**SELECTED EXCERPT**
▼

In April, a group of shareholders sought to oust Crole and Pattison from the board and appoint two replacements of their suggestion in the form of Brent Jones and Peter Brook.

Jones has been the firm’s head of professional services since December 2017. He previously spent 15 years as managing director of InterPrac, which was acquired by Sequoia in 2017. Brook has been chair of Diverger – which was recently acquired by Count – since December 2021, having previously been chair of Xplore Wealth in 2019.

As a result, the firm decided to hold an EGM on 4 June.

However, in May, Sequoia contacted the Australian government’s Takeovers Panel regarding alleged unethical practices by the rogue shareholders.

These allege the shareholders:

  • Failed to fully disclose the identity of those who are associated with them, the nature of their association, and the extent of their collective voting power in Sequoia.
  • Purchased additional Sequoia shares resulting in increases in collective voting power above 20 per cent in Sequoia, under section 606.

The relevant shares relate to 7,448,378 Sequoia shares (5.6 per cent of the share capital) that were acquired after 31 March 2024 by or on behalf of Glennon Capital Pty, Glennon Small Companies, Cojones Pty or Vonetta Pty.

▲

**REQUESTS**
1. In the Sequoia excerpt, what date was set for the EGM?
2. Check each statement against the Sequoia excerpt. For each, answer yes or no and quote the words that settle it.
(a) Jones spent 15 years as managing director of InterPrac.
(b) Brook has chaired Diverger since December 2017.
(c) The shares in question amount to 5.6 per cent of Sequoia's share capital.
3. Turn the Sequoia excerpt's paragraph beginning "Jones has been the firm's head of professional services" into a short list that keeps its main facts.
These records come from a separate source, not from the Sequoia excerpt.

Records excerpted from a collection
▼

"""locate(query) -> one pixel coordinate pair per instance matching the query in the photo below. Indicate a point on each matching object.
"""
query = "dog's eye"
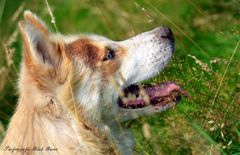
(110, 55)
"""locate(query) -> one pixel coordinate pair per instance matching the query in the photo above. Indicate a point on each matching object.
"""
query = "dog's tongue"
(155, 95)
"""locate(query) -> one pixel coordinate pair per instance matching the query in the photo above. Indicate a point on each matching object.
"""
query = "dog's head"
(92, 71)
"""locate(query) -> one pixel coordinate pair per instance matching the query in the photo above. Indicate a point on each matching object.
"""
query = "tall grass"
(206, 63)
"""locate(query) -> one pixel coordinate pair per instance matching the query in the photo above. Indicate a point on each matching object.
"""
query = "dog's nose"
(165, 33)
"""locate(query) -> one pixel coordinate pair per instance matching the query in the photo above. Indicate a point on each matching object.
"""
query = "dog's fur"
(69, 90)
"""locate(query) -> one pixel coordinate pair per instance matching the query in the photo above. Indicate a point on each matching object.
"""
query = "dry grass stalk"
(9, 54)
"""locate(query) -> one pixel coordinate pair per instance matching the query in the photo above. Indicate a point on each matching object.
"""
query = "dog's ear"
(38, 47)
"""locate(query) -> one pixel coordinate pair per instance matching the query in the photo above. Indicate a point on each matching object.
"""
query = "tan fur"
(43, 119)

▲

**OUTPUTS**
1. 4 June.

2.
(a) Yes: "He previously spent 15 years as managing director of InterPrac"
(b) No: "Brook has been chair of Diverger – which was recently acquired by Count – since December 2021"
(c) Yes: "7,448,378 Sequoia shares (5.6 per cent of the share capital)"

3.
- Jones: head of professional services since December 2017. Before that, he spent 15 years as managing director of InterPrac, which Sequoia acquired in 2017.
- Brook: chair of Diverger since December 2021. Diverger was recently acquired by Count. He was previously chair of Xplore Wealth in 2019.